• [Records for this task]
==================================================

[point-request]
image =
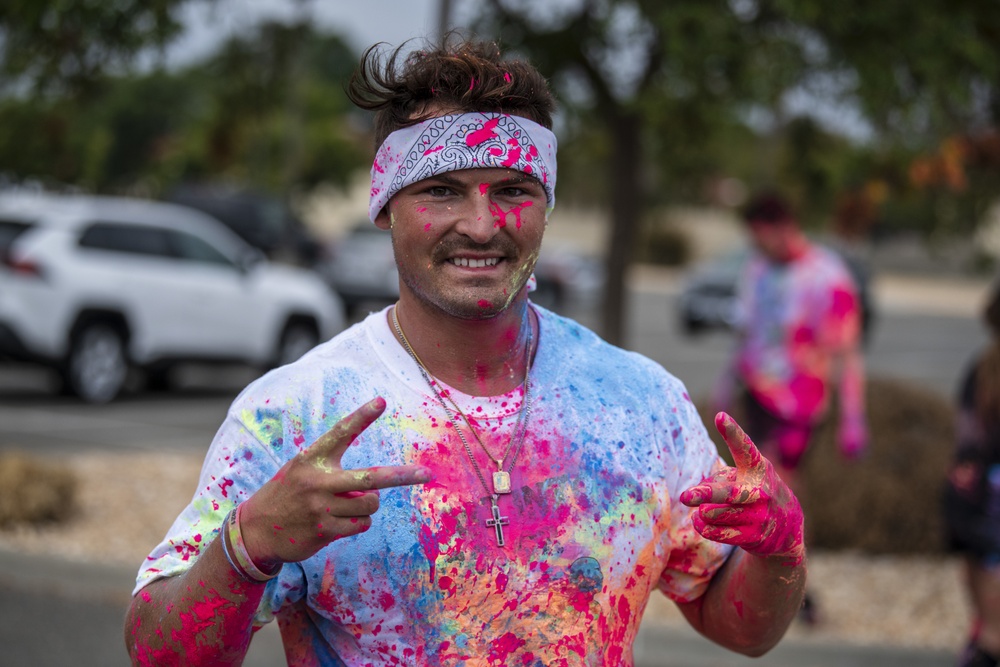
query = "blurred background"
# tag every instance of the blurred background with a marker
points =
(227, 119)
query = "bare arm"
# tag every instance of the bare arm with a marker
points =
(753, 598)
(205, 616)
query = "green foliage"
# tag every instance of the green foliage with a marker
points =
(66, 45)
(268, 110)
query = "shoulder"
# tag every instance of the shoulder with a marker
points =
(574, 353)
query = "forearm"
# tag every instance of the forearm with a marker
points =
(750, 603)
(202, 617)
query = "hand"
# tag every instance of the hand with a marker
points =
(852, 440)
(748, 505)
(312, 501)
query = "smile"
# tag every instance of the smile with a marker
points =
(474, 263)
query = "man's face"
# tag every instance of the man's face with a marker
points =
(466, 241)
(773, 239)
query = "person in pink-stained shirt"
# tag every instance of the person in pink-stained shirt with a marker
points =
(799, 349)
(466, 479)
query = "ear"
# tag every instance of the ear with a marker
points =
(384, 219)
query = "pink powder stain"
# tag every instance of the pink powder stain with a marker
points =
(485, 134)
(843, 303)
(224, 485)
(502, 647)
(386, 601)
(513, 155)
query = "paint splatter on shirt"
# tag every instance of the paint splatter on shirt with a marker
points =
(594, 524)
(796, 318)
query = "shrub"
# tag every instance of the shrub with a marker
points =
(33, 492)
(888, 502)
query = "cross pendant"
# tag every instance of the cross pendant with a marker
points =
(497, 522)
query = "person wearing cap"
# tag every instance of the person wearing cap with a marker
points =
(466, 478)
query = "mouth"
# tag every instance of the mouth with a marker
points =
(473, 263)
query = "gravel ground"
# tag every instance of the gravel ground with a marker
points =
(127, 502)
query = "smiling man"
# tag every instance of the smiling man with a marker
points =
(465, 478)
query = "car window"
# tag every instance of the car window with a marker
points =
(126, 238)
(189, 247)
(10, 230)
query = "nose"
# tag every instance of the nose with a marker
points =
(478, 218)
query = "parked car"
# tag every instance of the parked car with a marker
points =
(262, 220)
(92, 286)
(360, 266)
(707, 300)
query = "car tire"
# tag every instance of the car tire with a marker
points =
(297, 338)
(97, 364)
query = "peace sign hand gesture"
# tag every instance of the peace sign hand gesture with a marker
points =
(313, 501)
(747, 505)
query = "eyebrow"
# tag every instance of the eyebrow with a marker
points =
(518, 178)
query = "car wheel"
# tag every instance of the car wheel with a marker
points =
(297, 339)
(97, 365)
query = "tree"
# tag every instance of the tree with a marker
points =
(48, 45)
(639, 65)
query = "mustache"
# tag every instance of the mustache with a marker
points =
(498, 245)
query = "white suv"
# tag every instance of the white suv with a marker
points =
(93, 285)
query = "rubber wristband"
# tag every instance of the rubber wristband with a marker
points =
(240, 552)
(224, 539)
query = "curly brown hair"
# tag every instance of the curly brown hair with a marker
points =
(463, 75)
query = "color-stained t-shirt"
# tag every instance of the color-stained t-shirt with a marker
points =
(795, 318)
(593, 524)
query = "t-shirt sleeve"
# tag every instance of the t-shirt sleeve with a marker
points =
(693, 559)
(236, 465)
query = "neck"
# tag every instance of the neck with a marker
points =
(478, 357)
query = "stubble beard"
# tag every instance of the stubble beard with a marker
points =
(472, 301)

==================================================

• [Short task] Reproduce the records verbatim, omitting all images they contain.

• [Solution for this problem]
[point-request]
image =
query = "blurred background"
# tag every instance of the blurred background with a marker
points =
(227, 119)
query = "bare arm"
# tag every instance of the bare arm with a marker
points =
(753, 598)
(205, 616)
query = "green foliage"
# tag every instance of the green foliage with a marker
points =
(66, 45)
(268, 110)
query = "shoulder"
# tag every instance of the shoulder with a marker
points =
(574, 353)
query = "forearm"
# tag every instance of the forearm with a marker
points =
(750, 603)
(202, 617)
query = "hand"
# tag every instance of the hand with a marker
points =
(852, 440)
(748, 505)
(312, 501)
query = "smile"
# tag every instance of the smile with a marker
points =
(474, 263)
query = "man's face"
# tag every instance of the man's face with a marker
points =
(466, 241)
(773, 239)
query = "person in pink-stained shirt"
# tag every instance of the person in pink-stained shirt with a marker
points =
(799, 349)
(466, 479)
query = "ear"
# tag every instance of the ear with a marker
points =
(384, 219)
query = "pink powder stain"
# tag every instance of the pink powder stain with a marker
points =
(485, 134)
(843, 303)
(224, 485)
(502, 647)
(386, 601)
(513, 155)
query = "paint splatter on shirt"
# tag every instance of the paint splatter on shirt with a marker
points =
(594, 524)
(796, 318)
query = "shrub"
# tag every instance of the shrub with a marker
points =
(33, 492)
(888, 502)
query = "cross pendant"
# tag every instance of the cross pendant with a marker
points =
(497, 522)
query = "person wearing cap"
# tag every instance of the person wearing cap with a marker
points =
(466, 478)
query = "mouth"
# tag every instance of the mouth with a marker
points =
(473, 263)
query = "gravel ground"
# tag every instance of the gravel ground with a marker
points =
(127, 502)
query = "smiling man"
# tag every instance of the smiling man with a marker
points =
(465, 478)
query = "car window"
# tag every instance of the car window with a marker
points =
(126, 238)
(189, 247)
(10, 230)
query = "nose"
# tag every instance of the nose with a marker
points =
(478, 218)
query = "parked car"
# tag every instance of the parked car with a marker
points =
(262, 220)
(92, 286)
(360, 266)
(707, 300)
query = "car tire"
# tag every instance of the car tire with a marker
points =
(297, 338)
(97, 364)
query = "peace sign hand gesture"
# tag every instance of the peace sign hand gesture with a marker
points =
(313, 501)
(747, 505)
query = "eyebrow"
# tag every instance of the eyebrow with a marker
points =
(518, 178)
query = "car wheel"
# tag every instance of the car wheel with a marker
points =
(297, 339)
(97, 365)
query = "tree"
# tag every instance of the tree with a marker
points =
(48, 45)
(639, 65)
query = "mustache"
# tag every instance of the mustache with a marker
points =
(498, 245)
query = "white suv"
# tag every instance of the white suv with a marker
points =
(93, 285)
query = "rubber wristband"
# tag every instance of the rubber wristband with a marker
points =
(240, 552)
(224, 539)
query = "curly brown hair"
# tag every instance of the curly brown hair with a marker
points =
(463, 75)
query = "color-stained t-shirt"
# tag every instance of the color-stained t-shirt with a marker
points =
(795, 318)
(593, 524)
query = "t-shirt sleeve"
# tag every instance of the t-shirt sleeve with a marker
points =
(693, 559)
(236, 465)
query = "neck"
# tag every instance of the neck with a marker
points =
(478, 357)
query = "stubble beard"
# tag every instance of the stubble beard with a marker
points =
(472, 301)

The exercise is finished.